** Provided data **
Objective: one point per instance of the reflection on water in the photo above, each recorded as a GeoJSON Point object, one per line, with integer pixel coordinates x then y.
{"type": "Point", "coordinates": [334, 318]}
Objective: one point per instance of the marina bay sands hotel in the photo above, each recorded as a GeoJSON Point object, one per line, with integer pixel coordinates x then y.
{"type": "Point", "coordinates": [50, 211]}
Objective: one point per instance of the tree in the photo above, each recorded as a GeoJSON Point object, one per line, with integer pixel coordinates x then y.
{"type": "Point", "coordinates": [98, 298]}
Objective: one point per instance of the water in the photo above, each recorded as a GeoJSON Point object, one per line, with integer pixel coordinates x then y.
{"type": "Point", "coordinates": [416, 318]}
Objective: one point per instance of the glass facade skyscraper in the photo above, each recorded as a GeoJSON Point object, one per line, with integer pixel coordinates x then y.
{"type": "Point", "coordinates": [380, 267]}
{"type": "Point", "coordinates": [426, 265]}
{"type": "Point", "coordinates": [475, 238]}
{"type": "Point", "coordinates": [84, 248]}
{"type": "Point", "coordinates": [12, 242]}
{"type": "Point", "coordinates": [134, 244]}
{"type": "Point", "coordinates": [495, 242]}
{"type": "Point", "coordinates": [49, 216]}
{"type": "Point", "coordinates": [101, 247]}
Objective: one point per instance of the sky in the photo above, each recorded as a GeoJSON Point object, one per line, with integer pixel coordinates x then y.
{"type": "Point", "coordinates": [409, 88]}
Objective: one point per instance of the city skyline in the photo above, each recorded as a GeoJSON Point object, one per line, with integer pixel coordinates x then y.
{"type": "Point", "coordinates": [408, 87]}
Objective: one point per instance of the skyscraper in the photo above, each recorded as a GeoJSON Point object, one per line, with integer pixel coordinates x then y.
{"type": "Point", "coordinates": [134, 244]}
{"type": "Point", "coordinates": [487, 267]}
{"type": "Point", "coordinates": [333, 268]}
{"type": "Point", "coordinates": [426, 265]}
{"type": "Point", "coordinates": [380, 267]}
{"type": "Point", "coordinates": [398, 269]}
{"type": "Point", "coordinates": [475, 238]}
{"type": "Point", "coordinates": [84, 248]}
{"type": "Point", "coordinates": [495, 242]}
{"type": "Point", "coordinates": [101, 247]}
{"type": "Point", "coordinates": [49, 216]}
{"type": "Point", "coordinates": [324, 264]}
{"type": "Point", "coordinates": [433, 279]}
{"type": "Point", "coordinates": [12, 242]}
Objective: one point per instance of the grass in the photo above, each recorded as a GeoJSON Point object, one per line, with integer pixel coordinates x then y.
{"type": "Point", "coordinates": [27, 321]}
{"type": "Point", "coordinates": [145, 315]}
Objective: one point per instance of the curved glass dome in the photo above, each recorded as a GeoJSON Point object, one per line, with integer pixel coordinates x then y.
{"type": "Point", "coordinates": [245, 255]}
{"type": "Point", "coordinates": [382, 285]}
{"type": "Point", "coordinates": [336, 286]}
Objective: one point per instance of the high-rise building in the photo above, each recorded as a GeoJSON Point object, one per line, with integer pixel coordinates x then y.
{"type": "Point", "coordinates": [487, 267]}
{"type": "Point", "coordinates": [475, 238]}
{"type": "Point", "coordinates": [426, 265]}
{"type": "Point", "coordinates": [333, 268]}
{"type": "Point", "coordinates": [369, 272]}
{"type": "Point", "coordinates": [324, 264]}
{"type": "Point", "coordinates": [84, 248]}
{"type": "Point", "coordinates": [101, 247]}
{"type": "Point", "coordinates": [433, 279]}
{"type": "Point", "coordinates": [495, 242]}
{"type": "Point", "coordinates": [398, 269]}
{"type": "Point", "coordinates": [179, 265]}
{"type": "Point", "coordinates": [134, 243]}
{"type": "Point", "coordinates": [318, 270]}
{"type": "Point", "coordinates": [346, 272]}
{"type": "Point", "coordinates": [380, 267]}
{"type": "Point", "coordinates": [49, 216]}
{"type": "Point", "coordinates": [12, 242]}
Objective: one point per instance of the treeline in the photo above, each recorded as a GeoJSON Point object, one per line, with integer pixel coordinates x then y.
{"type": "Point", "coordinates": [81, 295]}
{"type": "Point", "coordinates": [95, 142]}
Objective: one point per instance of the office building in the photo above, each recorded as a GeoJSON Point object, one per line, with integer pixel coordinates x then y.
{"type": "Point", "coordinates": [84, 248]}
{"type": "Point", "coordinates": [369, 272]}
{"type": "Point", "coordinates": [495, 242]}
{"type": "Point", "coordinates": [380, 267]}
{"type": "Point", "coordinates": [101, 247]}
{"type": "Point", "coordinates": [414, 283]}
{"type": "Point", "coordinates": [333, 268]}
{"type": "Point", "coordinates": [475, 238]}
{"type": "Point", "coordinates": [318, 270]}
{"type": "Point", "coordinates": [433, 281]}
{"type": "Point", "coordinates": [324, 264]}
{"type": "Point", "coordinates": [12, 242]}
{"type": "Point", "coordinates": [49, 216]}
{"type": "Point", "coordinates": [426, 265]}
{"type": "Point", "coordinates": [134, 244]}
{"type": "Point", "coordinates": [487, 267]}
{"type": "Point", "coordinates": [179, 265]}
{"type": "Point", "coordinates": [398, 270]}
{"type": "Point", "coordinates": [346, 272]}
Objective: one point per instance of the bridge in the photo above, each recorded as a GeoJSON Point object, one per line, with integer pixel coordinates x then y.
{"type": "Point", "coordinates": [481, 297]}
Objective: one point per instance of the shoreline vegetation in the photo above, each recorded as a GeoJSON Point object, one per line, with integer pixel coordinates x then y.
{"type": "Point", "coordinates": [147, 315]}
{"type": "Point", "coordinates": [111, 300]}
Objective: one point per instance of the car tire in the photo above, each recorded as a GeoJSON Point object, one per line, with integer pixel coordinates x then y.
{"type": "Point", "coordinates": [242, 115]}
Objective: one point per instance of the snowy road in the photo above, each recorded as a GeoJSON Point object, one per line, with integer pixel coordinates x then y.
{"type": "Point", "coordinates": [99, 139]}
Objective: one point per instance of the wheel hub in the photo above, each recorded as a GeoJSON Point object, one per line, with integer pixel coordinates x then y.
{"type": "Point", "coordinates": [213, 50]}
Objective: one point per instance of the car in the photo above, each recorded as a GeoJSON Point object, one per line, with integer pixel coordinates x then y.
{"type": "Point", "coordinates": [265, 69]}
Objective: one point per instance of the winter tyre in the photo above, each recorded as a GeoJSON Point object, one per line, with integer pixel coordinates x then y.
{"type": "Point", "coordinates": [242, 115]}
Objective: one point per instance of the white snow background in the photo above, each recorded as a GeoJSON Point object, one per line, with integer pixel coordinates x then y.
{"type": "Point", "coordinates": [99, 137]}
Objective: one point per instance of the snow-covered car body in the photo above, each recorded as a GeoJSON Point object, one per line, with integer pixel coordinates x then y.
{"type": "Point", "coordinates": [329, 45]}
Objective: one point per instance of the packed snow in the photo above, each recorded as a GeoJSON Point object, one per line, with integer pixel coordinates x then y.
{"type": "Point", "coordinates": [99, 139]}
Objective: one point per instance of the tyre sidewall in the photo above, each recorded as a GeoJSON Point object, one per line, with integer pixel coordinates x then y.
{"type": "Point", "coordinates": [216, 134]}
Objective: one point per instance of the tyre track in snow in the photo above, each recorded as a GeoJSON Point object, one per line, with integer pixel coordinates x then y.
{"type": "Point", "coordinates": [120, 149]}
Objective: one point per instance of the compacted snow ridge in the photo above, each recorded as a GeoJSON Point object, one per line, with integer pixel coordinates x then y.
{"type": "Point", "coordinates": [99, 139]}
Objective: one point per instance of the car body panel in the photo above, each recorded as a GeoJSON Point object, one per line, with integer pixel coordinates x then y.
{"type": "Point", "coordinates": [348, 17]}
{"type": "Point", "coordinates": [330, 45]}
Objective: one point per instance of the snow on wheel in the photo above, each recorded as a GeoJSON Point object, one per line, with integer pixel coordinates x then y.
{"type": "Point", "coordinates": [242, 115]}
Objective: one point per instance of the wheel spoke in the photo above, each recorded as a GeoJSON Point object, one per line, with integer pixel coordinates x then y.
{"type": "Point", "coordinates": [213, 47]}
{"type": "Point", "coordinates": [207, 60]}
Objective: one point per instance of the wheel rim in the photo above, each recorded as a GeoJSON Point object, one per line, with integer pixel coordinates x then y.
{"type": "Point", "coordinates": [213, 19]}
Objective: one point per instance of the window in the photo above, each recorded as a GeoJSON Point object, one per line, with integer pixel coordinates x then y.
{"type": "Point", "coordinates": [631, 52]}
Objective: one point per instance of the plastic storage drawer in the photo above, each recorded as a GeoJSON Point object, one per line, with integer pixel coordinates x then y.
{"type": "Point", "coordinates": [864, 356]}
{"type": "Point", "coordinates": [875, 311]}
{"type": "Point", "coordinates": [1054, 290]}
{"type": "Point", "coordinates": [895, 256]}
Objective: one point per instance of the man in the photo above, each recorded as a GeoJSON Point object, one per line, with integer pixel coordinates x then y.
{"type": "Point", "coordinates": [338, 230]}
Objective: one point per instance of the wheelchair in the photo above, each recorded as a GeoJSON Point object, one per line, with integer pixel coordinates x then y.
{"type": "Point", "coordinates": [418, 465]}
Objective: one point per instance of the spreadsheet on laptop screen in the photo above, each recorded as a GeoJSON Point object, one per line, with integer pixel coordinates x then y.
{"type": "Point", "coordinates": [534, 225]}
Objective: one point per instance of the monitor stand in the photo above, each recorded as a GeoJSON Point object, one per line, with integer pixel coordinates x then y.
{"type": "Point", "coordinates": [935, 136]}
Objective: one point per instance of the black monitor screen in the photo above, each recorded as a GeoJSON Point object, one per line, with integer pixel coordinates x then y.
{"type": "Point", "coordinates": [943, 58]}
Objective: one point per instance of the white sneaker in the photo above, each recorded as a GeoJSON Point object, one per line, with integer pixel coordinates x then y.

** What you should do **
Using the material above, reproduce exactly the line that contains "Objective: one point per instance of the wheel rim" and all lines after it through the last one, and only those.

** Reply **
Objective: one point per instance of the wheel rim in the photo above, each recorded as a GeoJSON Point object, one per line, with integer pixel coordinates x then y.
{"type": "Point", "coordinates": [213, 19]}
Objective: one point per instance of the window in the photo above, each recorded as a GeoJSON Point object, one per line, with integer pixel coordinates x then y.
{"type": "Point", "coordinates": [631, 52]}
Objective: one point per instance of the plastic storage drawer in the photo above, each recorded as a GeoJSON Point object, one per line, with integer pixel coordinates x then y.
{"type": "Point", "coordinates": [864, 356]}
{"type": "Point", "coordinates": [875, 311]}
{"type": "Point", "coordinates": [1054, 290]}
{"type": "Point", "coordinates": [895, 256]}
Objective: one point per instance of the man in the photo above, each recorded as a GeoJSON Point object, one per line, with integer pixel coordinates x then y.
{"type": "Point", "coordinates": [338, 230]}
Objective: one point per instance of the wheelchair in the photo above, each recorded as a GeoJSON Point object, one per line, with integer pixel coordinates x then y.
{"type": "Point", "coordinates": [418, 465]}
Objective: one point per instance of the spreadsheet on laptop screen in the photo above, each recorded as a GeoJSON Point object, one per line, with integer pixel coordinates x then y.
{"type": "Point", "coordinates": [534, 225]}
Objective: one point per instance of the monitor stand in the photo above, each recorded as a GeoJSON Point object, one per line, with integer pixel coordinates x then y.
{"type": "Point", "coordinates": [935, 136]}
Objective: one point per instance of the black monitor screen in the photo above, each recorded as a GeoJSON Point object, one per line, with integer pixel coordinates x then y.
{"type": "Point", "coordinates": [943, 58]}
Objective: one point per instance of the white sneaker in the photo above, each recorded as a GeoJSON Point object, one per line, with integer pixel coordinates x then y.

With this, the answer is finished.